◆ Source material
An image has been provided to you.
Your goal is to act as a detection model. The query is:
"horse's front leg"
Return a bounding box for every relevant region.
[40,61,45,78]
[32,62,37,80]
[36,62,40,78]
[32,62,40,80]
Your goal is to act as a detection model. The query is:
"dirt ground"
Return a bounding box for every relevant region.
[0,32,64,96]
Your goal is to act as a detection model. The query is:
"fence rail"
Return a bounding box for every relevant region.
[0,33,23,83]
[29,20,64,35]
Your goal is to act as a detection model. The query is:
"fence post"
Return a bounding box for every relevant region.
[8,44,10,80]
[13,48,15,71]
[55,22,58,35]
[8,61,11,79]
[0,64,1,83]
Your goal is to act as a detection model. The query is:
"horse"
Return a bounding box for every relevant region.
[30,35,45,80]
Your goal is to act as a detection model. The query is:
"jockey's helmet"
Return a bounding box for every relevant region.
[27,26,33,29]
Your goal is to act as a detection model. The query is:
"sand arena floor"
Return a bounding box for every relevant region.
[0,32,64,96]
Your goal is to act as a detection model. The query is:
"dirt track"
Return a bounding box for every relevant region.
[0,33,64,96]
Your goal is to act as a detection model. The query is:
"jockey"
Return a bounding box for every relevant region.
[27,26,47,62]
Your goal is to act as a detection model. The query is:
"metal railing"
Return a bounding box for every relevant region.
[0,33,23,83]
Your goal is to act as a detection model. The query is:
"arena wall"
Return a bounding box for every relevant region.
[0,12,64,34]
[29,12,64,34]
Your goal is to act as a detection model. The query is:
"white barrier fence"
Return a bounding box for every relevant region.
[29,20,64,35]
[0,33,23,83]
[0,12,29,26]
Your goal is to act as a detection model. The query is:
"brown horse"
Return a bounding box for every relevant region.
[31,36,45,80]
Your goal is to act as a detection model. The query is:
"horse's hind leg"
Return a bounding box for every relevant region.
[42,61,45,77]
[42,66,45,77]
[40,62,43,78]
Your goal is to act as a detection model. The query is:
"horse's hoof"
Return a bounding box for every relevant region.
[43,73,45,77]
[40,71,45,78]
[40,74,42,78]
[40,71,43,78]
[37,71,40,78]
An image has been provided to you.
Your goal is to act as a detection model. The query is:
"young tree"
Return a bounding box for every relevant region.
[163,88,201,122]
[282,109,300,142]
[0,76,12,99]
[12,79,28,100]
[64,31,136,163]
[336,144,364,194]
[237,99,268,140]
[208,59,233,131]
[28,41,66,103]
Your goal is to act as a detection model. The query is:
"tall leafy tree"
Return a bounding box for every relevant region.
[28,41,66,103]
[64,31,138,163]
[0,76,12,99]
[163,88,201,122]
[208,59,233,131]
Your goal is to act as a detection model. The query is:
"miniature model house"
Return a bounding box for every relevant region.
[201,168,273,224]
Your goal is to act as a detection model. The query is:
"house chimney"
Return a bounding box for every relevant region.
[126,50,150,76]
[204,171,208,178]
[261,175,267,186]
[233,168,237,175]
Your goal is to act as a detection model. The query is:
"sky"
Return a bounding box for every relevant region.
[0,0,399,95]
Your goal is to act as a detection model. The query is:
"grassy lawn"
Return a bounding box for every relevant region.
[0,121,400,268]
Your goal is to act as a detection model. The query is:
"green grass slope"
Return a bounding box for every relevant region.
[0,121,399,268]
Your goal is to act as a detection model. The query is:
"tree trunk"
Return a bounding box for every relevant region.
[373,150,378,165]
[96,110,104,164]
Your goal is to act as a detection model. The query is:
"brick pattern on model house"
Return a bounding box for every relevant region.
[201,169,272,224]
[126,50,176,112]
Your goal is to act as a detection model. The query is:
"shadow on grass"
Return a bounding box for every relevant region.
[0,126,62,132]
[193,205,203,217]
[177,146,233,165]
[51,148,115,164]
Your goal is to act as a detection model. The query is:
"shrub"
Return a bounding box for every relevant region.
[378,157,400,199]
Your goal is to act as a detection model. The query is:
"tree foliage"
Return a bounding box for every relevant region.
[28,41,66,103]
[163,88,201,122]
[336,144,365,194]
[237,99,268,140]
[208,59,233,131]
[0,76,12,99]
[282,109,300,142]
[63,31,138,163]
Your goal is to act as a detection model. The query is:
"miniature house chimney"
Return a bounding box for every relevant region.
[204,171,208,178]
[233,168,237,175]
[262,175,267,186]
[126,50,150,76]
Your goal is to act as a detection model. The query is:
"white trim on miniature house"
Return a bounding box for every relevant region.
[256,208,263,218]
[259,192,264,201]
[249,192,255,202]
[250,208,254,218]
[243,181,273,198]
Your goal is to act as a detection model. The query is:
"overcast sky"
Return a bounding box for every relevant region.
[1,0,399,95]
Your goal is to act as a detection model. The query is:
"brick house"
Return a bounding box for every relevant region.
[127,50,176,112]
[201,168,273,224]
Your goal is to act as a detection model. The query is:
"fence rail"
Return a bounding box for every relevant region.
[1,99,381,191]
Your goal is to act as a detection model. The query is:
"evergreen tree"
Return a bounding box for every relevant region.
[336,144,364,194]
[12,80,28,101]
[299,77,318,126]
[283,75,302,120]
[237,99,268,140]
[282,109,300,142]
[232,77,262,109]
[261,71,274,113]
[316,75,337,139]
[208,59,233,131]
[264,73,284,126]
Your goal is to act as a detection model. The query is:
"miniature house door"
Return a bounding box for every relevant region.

◆ Task to carry out
Every line in the data that holds the string "brick" should be returned.

◆ Result of the exercise
"brick pattern on model house"
"brick house"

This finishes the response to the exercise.